_Written request_
Rewrite the records from the beginning through the line containing "[1263,381,1346,433]", requests included and pictures left out. Rescale every bounding box coordinate in the answers by a factor of 1.45, rounding to whole numbers with halves rounded up.

-- Start --

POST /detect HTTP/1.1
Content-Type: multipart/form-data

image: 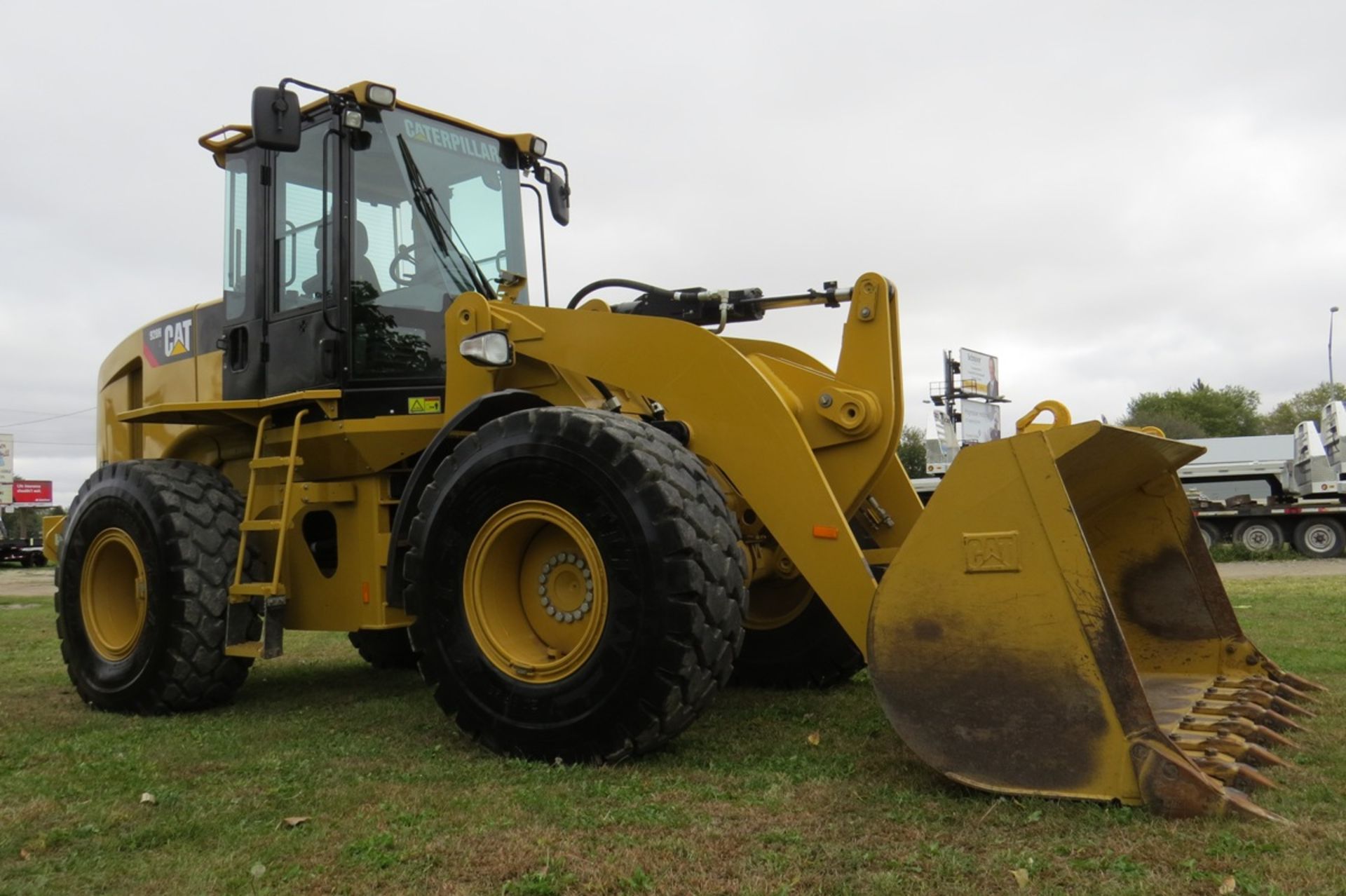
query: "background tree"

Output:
[898,426,926,479]
[1121,379,1264,439]
[1263,381,1346,433]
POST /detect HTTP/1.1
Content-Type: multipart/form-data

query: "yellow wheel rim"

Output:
[79,529,148,662]
[463,501,607,685]
[743,576,813,631]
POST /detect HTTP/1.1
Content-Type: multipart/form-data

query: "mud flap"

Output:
[868,423,1317,820]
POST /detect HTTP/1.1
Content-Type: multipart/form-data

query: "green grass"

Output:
[0,578,1346,896]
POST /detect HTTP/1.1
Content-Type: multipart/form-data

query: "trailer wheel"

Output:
[1235,520,1286,555]
[350,628,416,669]
[1295,517,1346,558]
[405,407,747,761]
[55,460,260,713]
[733,578,864,688]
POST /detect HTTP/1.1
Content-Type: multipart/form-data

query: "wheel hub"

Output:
[463,501,607,684]
[537,553,594,624]
[79,529,148,662]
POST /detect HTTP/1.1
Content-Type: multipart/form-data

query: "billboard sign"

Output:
[963,401,1000,444]
[12,479,51,505]
[958,348,1000,398]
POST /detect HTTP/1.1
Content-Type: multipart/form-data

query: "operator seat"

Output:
[303,221,382,296]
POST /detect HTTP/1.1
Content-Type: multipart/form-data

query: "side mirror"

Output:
[541,168,571,227]
[253,88,299,152]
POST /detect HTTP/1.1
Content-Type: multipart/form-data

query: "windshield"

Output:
[351,110,528,376]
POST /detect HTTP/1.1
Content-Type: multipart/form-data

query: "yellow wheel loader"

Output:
[44,79,1314,818]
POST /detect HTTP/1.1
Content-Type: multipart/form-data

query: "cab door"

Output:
[264,121,350,395]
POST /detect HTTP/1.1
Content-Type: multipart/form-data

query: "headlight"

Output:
[458,330,514,367]
[365,83,397,109]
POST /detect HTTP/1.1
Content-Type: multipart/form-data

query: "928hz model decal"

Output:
[142,313,196,367]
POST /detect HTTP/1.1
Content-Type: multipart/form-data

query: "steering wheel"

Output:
[388,246,416,287]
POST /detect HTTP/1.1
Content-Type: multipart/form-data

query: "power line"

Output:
[0,407,93,429]
[15,439,94,448]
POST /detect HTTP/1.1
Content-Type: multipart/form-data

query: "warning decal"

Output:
[407,395,443,414]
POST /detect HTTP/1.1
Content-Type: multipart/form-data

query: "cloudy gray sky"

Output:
[0,0,1346,501]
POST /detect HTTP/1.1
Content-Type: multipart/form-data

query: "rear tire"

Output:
[55,460,260,713]
[350,628,416,669]
[405,407,747,761]
[1295,517,1346,558]
[1235,520,1286,555]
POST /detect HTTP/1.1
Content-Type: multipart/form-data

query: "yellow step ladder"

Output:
[225,410,308,659]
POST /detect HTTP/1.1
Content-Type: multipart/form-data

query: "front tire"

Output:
[405,407,746,761]
[55,460,257,713]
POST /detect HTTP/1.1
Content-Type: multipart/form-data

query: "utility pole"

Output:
[1327,306,1340,401]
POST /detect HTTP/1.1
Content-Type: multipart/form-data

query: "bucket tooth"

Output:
[1216,675,1318,704]
[1191,700,1304,731]
[1270,669,1327,691]
[1179,716,1299,749]
[1236,744,1295,768]
[1192,749,1280,791]
[1171,722,1293,767]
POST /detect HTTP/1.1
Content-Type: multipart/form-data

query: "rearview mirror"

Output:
[253,88,299,152]
[543,168,571,227]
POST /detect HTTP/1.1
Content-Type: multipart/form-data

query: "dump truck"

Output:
[44,79,1314,818]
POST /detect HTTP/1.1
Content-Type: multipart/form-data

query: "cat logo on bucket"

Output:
[142,315,195,367]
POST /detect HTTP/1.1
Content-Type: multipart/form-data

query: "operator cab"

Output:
[202,82,560,417]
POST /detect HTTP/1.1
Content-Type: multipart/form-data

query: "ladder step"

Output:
[229,581,285,599]
[247,457,304,470]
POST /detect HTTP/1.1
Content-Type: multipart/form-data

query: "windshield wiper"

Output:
[397,135,496,299]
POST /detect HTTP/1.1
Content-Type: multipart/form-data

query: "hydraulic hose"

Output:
[565,277,673,308]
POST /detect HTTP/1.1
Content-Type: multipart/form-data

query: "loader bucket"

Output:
[869,423,1317,820]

-- End --

_Reply_
POST /detect HTTP/1.1
Content-Type: multipart/form-data

image: 
query: "background tree"

Output:
[1302,618,1343,695]
[1625,550,1833,637]
[1831,552,1952,628]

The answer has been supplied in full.